**Instructions to follow:**
Write out all of the material below verbatim, line for line, keeping the original order.

**Data entries:**

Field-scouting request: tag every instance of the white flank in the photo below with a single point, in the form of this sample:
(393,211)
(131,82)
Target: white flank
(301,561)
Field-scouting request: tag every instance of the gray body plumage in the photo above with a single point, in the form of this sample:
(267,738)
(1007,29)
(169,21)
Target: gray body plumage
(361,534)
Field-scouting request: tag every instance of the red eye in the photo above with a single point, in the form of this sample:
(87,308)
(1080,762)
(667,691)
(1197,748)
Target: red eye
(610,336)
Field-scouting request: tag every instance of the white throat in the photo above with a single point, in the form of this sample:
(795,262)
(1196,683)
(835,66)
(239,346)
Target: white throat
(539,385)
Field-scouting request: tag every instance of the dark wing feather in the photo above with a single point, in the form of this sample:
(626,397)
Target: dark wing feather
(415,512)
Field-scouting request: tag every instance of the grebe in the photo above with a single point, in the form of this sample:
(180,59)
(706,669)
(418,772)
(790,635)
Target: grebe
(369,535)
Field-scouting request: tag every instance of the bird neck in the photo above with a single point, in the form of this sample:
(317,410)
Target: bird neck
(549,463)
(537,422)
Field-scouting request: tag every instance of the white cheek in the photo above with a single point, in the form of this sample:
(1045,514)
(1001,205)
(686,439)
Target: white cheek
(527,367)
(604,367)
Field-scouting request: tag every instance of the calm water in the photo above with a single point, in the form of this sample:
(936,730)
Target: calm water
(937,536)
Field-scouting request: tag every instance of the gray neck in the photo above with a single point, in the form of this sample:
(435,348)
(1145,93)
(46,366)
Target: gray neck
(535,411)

**The reply:**
Field-scouting request: tag every instance of the white flank in the photo below with a single point, in the form of this sample:
(393,211)
(131,82)
Target: white flank
(301,561)
Field-scouting request: tag every instance of the gray body plumage in the photo above with a single point, in the form of this sample:
(267,738)
(1007,29)
(169,21)
Target: gray body plumage
(361,534)
Field-scouting request: tag every instance of the red eye in the photo above with a single point, in the form of this sample:
(87,308)
(1080,762)
(667,691)
(1197,748)
Target: red eye
(610,336)
Field-scouting request: tag every instance of the white throat in the photo above with a single point, in the form of this sample:
(795,262)
(1196,683)
(835,66)
(239,346)
Target: white throat
(539,385)
Field-scouting request: tag every instance of the dark wing feather in the photo above with a single point, in the form of this sample:
(626,397)
Target: dark wing feather
(415,512)
Field-scouting request: tag every instance of the grebe in the photo above with a single point, in the form of this sample:
(180,59)
(706,669)
(418,772)
(790,635)
Target: grebe
(369,535)
Field-scouting request: tag every instance of the bird neck in the photo above with a single point, in the form of this sample:
(317,410)
Target: bird neck
(549,463)
(537,422)
Field-scouting request: tag every instance of the white cheek in the photo above with a single point, in the form of this sample:
(1045,514)
(1001,205)
(686,439)
Target: white cheek
(527,367)
(604,367)
Field-scouting request: tag every instance of the calm water in the photo above with a single point, in the form of this sample:
(936,730)
Target: calm water
(937,536)
Field-scouting request: tag every instance of the gray neck in the photo above with a single point, in the form of this sample:
(435,348)
(1145,93)
(46,366)
Target: gray neck
(535,411)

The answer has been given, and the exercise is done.